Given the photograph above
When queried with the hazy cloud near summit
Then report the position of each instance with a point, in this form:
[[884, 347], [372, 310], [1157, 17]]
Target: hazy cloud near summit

### DIRECTIONS FOR THIS TASK:
The records above are to be returned exactly as they appear.

### EXERCISE OUTPUT:
Given the photograph above
When queried with the hazy cloud near summit
Then report the position of each instance with a point, in this form:
[[884, 347], [372, 310], [1157, 17]]
Target: hazy cloud near summit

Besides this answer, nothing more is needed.